- [Records to use]
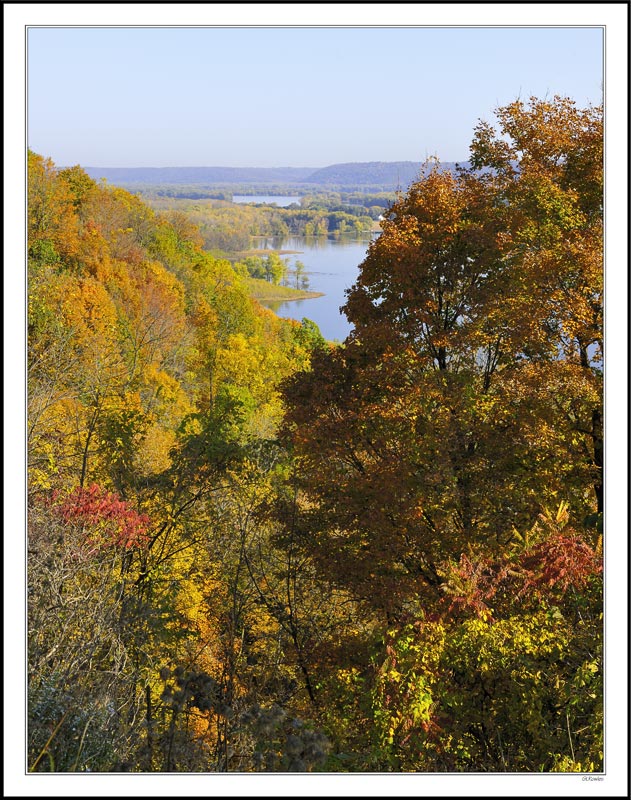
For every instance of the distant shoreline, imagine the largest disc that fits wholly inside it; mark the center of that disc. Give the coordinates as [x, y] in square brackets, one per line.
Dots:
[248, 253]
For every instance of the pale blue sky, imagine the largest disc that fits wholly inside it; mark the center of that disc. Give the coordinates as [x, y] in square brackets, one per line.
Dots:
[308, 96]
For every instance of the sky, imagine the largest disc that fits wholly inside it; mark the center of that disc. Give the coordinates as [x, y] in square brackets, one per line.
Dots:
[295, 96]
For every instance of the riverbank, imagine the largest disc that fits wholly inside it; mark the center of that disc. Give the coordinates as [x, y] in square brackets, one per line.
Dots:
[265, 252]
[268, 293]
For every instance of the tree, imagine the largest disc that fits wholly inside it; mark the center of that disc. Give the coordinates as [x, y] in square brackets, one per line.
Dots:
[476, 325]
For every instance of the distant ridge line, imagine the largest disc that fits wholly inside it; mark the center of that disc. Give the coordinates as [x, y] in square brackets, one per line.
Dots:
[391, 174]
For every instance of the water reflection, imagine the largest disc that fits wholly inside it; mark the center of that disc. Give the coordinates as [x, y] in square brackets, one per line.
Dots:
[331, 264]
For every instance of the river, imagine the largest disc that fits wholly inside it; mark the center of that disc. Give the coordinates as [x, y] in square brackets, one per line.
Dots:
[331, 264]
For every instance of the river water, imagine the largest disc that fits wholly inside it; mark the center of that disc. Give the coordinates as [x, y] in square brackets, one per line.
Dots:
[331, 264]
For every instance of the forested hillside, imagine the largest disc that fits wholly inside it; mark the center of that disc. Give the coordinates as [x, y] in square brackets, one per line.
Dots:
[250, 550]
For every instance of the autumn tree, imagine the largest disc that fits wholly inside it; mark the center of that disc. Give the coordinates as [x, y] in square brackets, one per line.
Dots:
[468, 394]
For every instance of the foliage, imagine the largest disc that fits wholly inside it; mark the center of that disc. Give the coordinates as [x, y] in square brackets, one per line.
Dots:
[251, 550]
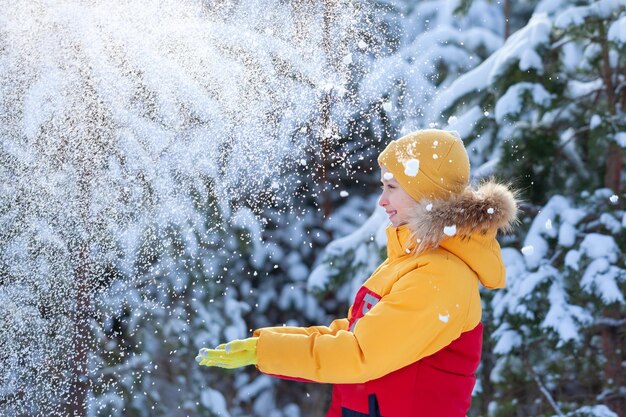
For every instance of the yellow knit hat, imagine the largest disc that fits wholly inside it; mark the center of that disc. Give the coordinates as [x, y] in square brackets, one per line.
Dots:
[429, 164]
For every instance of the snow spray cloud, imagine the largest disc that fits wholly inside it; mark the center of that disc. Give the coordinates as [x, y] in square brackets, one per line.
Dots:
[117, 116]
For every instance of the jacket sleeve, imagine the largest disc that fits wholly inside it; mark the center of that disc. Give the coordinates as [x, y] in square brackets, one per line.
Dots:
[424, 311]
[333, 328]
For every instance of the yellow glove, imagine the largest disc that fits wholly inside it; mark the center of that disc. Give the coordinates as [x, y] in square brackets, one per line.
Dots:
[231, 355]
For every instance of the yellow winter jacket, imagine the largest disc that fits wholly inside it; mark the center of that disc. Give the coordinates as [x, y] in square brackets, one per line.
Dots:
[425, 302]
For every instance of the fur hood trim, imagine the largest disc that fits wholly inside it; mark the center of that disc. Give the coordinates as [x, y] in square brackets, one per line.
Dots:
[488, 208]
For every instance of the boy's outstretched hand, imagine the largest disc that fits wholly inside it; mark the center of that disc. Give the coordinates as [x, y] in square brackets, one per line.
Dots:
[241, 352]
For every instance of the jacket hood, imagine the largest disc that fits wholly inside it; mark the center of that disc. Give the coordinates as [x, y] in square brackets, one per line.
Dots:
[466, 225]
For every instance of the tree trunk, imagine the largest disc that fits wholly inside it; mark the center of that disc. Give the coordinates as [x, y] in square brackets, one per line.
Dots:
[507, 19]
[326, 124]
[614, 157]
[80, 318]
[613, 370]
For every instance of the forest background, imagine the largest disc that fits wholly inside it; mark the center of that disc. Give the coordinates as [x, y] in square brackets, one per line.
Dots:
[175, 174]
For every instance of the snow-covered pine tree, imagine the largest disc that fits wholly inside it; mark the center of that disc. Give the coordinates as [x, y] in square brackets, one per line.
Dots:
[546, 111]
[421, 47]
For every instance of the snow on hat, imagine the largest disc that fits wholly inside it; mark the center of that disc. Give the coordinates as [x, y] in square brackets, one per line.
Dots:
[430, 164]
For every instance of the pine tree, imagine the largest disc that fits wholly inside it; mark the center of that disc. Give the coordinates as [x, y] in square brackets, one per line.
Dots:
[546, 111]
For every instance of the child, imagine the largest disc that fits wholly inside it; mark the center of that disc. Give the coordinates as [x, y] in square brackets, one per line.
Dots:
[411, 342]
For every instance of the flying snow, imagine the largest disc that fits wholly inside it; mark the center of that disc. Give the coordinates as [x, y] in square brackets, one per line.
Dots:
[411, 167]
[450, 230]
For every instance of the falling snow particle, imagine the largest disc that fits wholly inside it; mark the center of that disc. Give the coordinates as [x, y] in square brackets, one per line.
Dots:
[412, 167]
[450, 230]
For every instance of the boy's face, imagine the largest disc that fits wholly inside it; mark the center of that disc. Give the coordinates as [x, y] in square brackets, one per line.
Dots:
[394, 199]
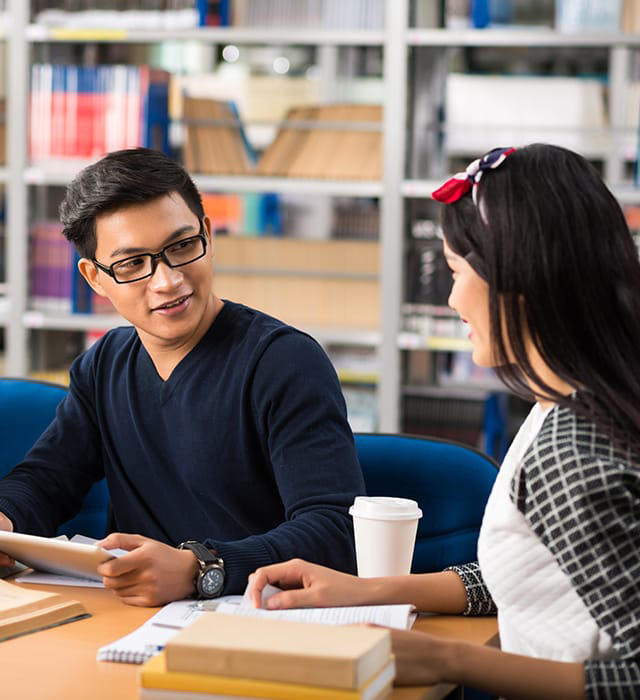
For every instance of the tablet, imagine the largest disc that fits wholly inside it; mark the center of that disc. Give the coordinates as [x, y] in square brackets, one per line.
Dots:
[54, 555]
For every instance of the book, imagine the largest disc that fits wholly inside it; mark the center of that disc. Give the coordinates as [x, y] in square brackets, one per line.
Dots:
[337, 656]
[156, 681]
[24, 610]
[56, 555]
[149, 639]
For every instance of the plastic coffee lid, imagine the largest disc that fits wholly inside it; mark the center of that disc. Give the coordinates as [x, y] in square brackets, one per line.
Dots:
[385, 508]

- [What you have to do] Make an exact copy of the listing above. Do not include the pictures.

- [Answer to this exercise]
For every instance of the distant shoreline, imagine the largest disc that fits wholly inside it; mark the center of that disc. Give the coordinates as [x, y] in square brackets, one per line.
Dots:
[248, 253]
For every instance of the pale blue sky, imagine the largest disc that fits wholly inside it; mark the center of that disc. Give the coordinates as [x, y] in square brackets, one per line.
Dots:
[308, 96]
For every instance of the sky, imagine the largest disc that fits wholly inside it; mark the center of that disc. Give the coordinates as [x, y] in square brackets, one per line.
Dots:
[295, 96]
For every instance of the riverbank, imagine the largest disc that fits wholly inside it; mark the center of that disc. Give the coordinates as [x, y] in square brackets, one per line.
Dots:
[265, 252]
[268, 293]
For every instance of the tree, imagine the largest disc that fits wholly inside it; mark the center of that disc. Give the coordinates as [x, y] in square brackets, one per line.
Dots:
[476, 325]
For every instance of the distant ridge line, imagine the largest disc that fits wholly inside it; mark the center of that disc. Give the coordinates as [x, y] in square brackets, one per line.
Dots:
[391, 174]
For every instance of the water reflection, imagine the largest disc that fits wholly inside it; mark the center of that disc. Give the coordinates as [x, y] in square brackets, one per line.
Dots:
[331, 264]
For every instance of the river, imagine the largest disc that fits wholly inside it; mark the center of that disc. Give the coordinates as [x, y] in square brackets, one per line.
Dots:
[331, 264]
For every instance of the river water, imagine the largest disc that fits wholly inside it; mark the center of that disc. Give the coordinates as [x, y] in square brackets, one per line.
Dots:
[331, 264]
For every instance of the forested hillside, imagine the largest disc that fits wholly inside it; mark the center of that disc. Give the coordinates as [x, y] in square brackets, one per line.
Dots:
[250, 550]
For every instance of the autumn tree, imagine the largest disc that fits wholly inside it; mark the center of that disc. Give the coordinates as [x, y] in square brackets, one per line.
Dots:
[468, 394]
For every instance of the foliage, imagine the largest disc that fits wholly inside it; mark the center of that disc. Give the coordinates as [x, y] in square brackets, one per line.
Dots:
[251, 550]
For every instance of the yellow knit hat, imagine the largest disc that fits wholly inside it; mark the center of that disc. Give the coordinates as [x, y] in square brackets, one per line.
Dots:
[429, 164]
For every instance of the snow spray cloud, imagine the largest disc that fits wholly inside it; mark the center of that disc. Give the coordinates as [x, y] in square brackets, one per line.
Dots:
[117, 116]
For every instance of the jacket sleeve, imagine the largest disc that fits wholly inside it; mark the center of that disc. Give the coordinates as [x, y] in square brackets, one per line.
Dots:
[424, 311]
[333, 328]
For every instance of the yellow glove, imagine the largest disc that fits wholly inside it; mark the center of that disc. Give the coordinates as [x, y] in square brackets, one per line.
Dots:
[231, 355]
For every instance of the yellow winter jacket, imagine the largest disc that fits wholly inside it; mark the center of that disc. Give the coordinates as [x, y] in square brackets, one per line.
Dots:
[425, 302]
For every instance of the fur hood trim, imagine the largest disc that fits wholly inside it; mark the center of that disc. Give the coordinates as [x, y] in square brackets, one per line.
Dots:
[488, 208]
For every instance of the boy's outstretched hand, imagine the largest disc that fits wholly inside it; mark the center of that disc. Give the coordinates as [x, y] in square brackets, one per line.
Dots:
[241, 352]
For every instance of the jacket hood, imagine the largest disc that fits wholly inside it; mark the center of that disc. Give the coordinates as [x, y] in square brackets, one per line.
Dots:
[466, 225]
For every instance of the tree trunk, imagine the largest disc that fits wholly inside it; mark the center of that disc. Give the coordinates as [x, y] in square brackets, one per line.
Dots:
[507, 19]
[326, 124]
[614, 157]
[80, 318]
[613, 370]
For every instance of the forest background, imagine the largest disc that fits wholly inside it; mark the center of that disc. Give the coordinates as [x, y] in square brackets, one per line.
Dots:
[175, 174]
For every instance of the snow-covered pine tree, imagine the largest disc that fits wholly inside it; mark the center of that disc. Give the coordinates as [x, y] in square brackets, one per line.
Dots:
[546, 111]
[421, 47]
For every instance of the snow on hat, imagine the largest disc that fits wholly inside it; mark the center of that disc. Give the coordinates as [x, y] in square brackets, one per line.
Dots:
[430, 164]
For every instance of the pine tree, imagine the largest disc that fits wholly inside it; mark the center of that disc. Give the coordinates as [x, y] in square brackets, one per line.
Dots:
[546, 111]
For every instance of the child, imagine the largest disc that fits wholly inside it; mark the center of that disc. Give the coordinates as [x, y] in square brackets, one per line.
Dots:
[411, 342]
For every instance of the flying snow, imagine the largest disc that fits wholly inside it; mark the center of that disc. Give the coordinates as [x, y] in square brackets, one per line.
Dots:
[411, 167]
[450, 230]
For every instance of the falling snow particle, imagine the largest disc that fits wholly inside it; mark the center of that disc. Give the coordinates as [x, y] in square brackets, one per line.
Dots:
[412, 167]
[450, 230]
For every instance of the boy's face, imagine the largest disc that fits wholly inside it; mark the center of that disc. Give the coordinates as [x, y] in square brackets, one per line.
Dots:
[394, 199]
For every instance of the tablet, imagine the largest disc that fits wholly inside it; mark the center of that disc. Give the coordinates as [x, y] in square brackets, one per line.
Dots:
[54, 555]
For every instance of the book, imagine the largest disc that fits wholly inside it; mark the center of that disc. Give the coordinates as [x, y] in square brackets, one per line.
Dots:
[337, 656]
[156, 681]
[24, 610]
[56, 555]
[149, 639]
For every instance of the plastic coffee lid, imagine the largest disc that fits wholly inside it; mark the center of that disc. Give the coordinates as [x, y] in square brackets, one per line.
Dots:
[385, 508]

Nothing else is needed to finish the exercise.